Solana, le discret, laisse derrière lui un bilan mitigé

Le politicien espagnol quitte aujourd'hui ses fonctions de diplomate en chef de l'Union européenne sans dévoiler ses projets futurs.

Âgé de 66 ans, Javier Solana avait été plusieurs fois ministre en Espagne avant de devenir secrétaire général de l’OTAN et, enfin, haut représentant de l’UE pour la Politique étrangère.        Thierry Roge/Reuters

Après dix ans à la tête de la diplomatie européenne, l'Espagnol Javier Solana quitte aujourd'hui ses fonctions sur un bilan en demi-teinte au moment même où la Britannique Catherine Ashton, qui lui succède, voit son poste nettement renforcé par le traité de Lisbonne.

◆ Enregistrements bruts ◆

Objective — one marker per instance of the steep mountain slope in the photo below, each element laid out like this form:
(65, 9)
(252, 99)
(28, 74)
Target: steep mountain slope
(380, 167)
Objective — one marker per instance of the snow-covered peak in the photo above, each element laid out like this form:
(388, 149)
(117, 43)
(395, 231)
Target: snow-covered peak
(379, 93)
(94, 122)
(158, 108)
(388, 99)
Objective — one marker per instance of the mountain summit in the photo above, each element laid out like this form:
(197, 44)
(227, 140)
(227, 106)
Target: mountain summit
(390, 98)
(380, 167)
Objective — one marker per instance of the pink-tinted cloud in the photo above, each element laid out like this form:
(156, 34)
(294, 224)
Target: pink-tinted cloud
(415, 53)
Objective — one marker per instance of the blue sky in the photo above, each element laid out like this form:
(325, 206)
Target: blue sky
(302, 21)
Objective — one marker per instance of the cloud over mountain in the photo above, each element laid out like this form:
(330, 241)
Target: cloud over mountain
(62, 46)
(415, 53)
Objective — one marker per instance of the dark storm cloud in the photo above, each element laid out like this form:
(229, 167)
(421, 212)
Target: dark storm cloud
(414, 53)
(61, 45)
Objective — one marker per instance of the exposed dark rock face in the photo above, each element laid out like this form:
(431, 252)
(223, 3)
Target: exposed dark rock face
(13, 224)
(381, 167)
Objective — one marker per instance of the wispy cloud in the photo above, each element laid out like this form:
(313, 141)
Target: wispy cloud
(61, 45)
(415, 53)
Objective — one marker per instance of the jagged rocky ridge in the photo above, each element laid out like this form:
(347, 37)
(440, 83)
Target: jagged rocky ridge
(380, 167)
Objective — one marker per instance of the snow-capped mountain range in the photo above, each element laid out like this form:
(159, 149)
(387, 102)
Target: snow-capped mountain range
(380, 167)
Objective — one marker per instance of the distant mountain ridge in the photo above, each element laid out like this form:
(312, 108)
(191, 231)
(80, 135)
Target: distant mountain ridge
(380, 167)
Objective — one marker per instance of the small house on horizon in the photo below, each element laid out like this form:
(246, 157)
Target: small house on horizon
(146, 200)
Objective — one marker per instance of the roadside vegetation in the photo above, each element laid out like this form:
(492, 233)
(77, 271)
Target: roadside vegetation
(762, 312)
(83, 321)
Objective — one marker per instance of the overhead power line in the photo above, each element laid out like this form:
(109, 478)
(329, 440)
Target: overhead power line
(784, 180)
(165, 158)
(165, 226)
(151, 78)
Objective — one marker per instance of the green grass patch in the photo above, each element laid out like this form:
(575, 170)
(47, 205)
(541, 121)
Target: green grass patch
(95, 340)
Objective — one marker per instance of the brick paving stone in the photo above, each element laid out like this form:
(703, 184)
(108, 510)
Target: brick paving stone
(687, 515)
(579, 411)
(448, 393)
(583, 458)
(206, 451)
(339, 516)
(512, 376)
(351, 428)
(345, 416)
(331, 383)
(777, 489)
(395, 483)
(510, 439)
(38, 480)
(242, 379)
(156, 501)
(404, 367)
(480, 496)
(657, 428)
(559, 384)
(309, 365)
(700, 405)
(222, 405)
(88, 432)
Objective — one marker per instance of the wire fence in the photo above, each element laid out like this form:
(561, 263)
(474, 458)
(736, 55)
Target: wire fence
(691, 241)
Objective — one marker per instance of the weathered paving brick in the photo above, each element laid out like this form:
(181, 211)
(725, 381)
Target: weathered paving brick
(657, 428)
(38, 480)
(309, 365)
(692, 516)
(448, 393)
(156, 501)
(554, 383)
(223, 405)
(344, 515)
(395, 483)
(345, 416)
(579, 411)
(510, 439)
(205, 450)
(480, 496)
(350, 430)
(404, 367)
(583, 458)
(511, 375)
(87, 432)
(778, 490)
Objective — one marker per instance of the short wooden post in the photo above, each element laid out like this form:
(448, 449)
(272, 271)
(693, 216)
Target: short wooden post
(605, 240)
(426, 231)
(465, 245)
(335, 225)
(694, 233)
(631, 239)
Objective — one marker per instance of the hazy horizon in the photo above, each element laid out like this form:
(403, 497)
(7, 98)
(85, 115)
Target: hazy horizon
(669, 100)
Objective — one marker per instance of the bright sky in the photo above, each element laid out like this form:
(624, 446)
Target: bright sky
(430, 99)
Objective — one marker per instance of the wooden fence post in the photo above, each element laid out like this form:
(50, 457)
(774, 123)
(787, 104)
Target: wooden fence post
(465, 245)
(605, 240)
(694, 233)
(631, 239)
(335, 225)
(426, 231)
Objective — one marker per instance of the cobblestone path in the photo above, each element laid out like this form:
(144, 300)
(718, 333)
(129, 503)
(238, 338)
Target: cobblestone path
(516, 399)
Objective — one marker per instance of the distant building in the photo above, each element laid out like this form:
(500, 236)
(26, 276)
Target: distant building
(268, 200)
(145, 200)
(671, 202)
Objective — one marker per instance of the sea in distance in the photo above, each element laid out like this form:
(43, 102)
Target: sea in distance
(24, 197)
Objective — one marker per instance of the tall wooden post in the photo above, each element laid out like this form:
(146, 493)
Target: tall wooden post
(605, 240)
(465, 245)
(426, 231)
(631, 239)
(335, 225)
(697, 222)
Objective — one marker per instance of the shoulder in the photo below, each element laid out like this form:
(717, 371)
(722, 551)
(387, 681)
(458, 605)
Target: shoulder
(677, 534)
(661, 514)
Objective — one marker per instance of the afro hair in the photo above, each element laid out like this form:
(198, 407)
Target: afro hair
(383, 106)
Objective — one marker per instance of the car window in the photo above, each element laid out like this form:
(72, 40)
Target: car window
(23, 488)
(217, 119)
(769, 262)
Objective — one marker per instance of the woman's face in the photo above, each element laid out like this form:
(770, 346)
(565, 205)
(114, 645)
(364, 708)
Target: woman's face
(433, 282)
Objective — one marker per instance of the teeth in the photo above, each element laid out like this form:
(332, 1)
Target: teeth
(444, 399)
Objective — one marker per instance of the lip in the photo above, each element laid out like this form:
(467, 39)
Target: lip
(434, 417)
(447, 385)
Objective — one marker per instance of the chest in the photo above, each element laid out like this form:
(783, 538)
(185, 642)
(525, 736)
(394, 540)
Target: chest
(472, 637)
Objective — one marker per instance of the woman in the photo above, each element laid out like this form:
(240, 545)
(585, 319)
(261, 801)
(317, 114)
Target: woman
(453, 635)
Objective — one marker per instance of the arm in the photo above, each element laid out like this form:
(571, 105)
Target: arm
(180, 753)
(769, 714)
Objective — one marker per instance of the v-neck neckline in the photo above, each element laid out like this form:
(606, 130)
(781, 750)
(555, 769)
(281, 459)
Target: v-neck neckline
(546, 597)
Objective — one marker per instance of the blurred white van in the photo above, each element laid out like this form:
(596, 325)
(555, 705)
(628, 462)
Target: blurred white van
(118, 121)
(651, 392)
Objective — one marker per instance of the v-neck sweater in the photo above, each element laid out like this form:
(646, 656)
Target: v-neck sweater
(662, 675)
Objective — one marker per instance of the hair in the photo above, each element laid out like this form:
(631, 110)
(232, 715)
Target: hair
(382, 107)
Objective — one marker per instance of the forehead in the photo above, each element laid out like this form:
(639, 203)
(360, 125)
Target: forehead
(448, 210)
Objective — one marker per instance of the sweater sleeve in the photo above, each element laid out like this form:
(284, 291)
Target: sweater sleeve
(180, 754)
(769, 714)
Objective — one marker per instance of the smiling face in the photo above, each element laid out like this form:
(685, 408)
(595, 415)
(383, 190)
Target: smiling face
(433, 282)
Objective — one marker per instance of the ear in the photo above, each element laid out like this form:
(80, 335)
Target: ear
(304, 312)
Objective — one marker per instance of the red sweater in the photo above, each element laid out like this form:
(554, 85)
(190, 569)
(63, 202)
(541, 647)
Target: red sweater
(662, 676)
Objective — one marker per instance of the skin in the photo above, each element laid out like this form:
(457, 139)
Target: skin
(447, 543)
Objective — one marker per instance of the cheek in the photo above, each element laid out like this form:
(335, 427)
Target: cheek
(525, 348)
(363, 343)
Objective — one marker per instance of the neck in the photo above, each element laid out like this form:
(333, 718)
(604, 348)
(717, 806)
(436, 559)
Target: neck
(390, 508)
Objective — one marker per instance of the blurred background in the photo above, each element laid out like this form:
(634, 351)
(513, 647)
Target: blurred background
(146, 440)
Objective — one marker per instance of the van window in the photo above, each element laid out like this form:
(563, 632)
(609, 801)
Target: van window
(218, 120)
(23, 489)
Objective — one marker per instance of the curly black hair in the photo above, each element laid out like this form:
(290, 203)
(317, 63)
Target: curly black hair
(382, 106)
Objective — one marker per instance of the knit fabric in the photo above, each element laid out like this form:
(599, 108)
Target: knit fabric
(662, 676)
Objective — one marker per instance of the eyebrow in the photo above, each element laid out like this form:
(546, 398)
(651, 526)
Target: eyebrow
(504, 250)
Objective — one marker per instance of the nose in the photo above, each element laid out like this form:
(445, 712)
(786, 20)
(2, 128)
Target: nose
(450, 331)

◆ Tâches à réaliser ◆
1. Répondez aux questions suivantes à partir de l'article sur le départ de Javier Solana :
(a) Quel âge a Javier Solana ?
(b) Quel poste a-t-il occupé à l'OTAN ?
(c) Quel traité renforce le poste de la personne qui lui succède ?
2. Modifiez un passage de l'article sur le départ de Javier Solana : reproduisez-le en commençant à « Le politicien espagnol » et en terminant à « traité de Lisbonne. », avec « dix ans » remplacé par « une décennie ».
3. Prolongez l'article sur le départ de Javier Solana à partir de sa dernière phrase.
Les enregistrements n'interviennent pas ici.

◆ Résultats par tâche ◆
1.
(a) 66 ans.
(b) Secrétaire général.
(c) Le traité de Lisbonne.

2.
Le politicien espagnol quitte aujourd'hui ses fonctions de diplomate en chef de l'Union européenne sans dévoiler ses projets futurs.

Âgé de 66 ans, Javier Solana avait été plusieurs fois ministre en Espagne avant de devenir secrétaire général de l’OTAN et, enfin, haut représentant de l’UE pour la Politique étrangère.        Thierry Roge/Reuters

Après une décennie à la tête de la diplomatie européenne, l'Espagnol Javier Solana quitte aujourd'hui ses fonctions sur un bilan en demi-teinte au moment même où la Britannique Catherine Ashton, qui lui succède, voit son poste nettement renforcé par le traité de Lisbonne.

3.
À 66 ans, cet homme discret au sourire affable, lunettes à fine monture surplombant une éternelle barbe de trois jours, « a fait ce qui a été possible dans le cadre institutionnel limité qui a été le sien », juge Thomas Klau, analyste à l'European Council on Foreign Relations (ECFR), un groupe de réflexion sur la politique étrangère européenne. Son grand regret sera sans doute celui de ne pas avoir vu la Constitution européenne entrer en vigueur fin 2006, alors que la perspective de devenir le premier vrai « ministre des Affaires étrangères de l'UE » lui avait été promise en 2004 par les dirigeants européens.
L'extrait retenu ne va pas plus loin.